Exercise A:
Answer these questions using the article on baby wildlife below.
(i) What position does Pete Kailing hold?
(ii) For how long is it not uncommon for deer to leave their fawns unattended?
(iii) What news network is named with the byline?
Exercise B:
Please list the kinds of young animals that Pete Kailing says people locally commonly want to adopt, according to the article on baby wildlife below.
Exercise C:
Decide whether each statement agrees with the article on baby wildlife below. Answer yes or no, quoting the words from the article that decide it.
(i) The article says babies that wildlife hide for safety have been abandoned.
(ii) The Michigan Department of Natural Resources advises viewing animals from a distance.
(iii) Kailing says the mother is usually in the area, especially with white-tailed deer.

Text passage:

========================================================================

DNR reminds residents not to handle, take home baby animals

By EMILY GROVE
Pioneer News Network

MANISTEE COUNTY — While they may be cute, young wildlife is not meant to be cuddled and taken home.

The Michigan Department of Natural Resources reminds those who are outside, enjoying the experience of seeing wildlife raise its young, to view animals from a distance so they are not disturbed.

Many species of wildlife hide their young for safety and these babies are not abandoned.

“Locally, fawns, skunks and raccoons are common species people want to adopt and try to help because they are cute when they are young,” said Pete Kailing, DNR wildlife biologist. “But the mother is usually in the area, especially with white-tailed deer.”

A white-tailed deer fawn waits for its mother to return. It is not uncommon for deer to leave their fawns unattended for up to eight hours at a time, according to Michigan Department of Natural Resources.  (Courtesy photo)

A white-tailed deer fawn waits for its mother to return. It is not uncommon for deer to leave their fawns unattended for up to eight hours at a time, according to Michigan Department of Natural Resources. (Courtesy photo)

========================================================================

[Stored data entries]
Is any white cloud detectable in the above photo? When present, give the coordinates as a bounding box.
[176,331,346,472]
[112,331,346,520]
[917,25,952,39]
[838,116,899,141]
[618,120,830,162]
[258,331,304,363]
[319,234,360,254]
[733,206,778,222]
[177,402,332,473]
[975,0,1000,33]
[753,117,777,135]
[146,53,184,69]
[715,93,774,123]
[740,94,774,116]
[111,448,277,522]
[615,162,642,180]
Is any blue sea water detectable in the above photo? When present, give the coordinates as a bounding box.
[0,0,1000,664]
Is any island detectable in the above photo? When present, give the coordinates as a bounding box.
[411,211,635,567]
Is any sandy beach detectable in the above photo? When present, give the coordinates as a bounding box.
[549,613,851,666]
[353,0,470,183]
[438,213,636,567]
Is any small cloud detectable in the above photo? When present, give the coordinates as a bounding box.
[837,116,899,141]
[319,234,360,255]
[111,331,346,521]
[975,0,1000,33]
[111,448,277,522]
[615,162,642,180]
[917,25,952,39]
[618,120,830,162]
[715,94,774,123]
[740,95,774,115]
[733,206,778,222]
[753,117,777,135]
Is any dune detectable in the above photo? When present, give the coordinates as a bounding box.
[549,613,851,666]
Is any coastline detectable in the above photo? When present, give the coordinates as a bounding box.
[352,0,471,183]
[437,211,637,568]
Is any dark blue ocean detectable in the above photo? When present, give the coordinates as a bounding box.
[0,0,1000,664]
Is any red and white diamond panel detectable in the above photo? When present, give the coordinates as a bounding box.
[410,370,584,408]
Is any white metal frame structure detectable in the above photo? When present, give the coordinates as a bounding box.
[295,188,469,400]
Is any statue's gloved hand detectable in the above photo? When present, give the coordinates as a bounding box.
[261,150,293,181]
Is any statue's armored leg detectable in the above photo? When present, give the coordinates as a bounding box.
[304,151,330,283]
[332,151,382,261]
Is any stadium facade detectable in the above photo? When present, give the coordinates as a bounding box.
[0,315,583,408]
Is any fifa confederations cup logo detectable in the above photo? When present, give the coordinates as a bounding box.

========================================================================

Written solution A:
(i) DNR wildlife biologist
(ii) Up to eight hours at a time
(iii) Pioneer News Network

Written solution B:
Fawns, skunks, raccoons

Written solution C:
(i) No: "these babies are not abandoned."
(ii) Yes: "to view animals from a distance so they are not disturbed."
(iii) Yes: "But the mother is usually in the area, especially with white-tailed deer."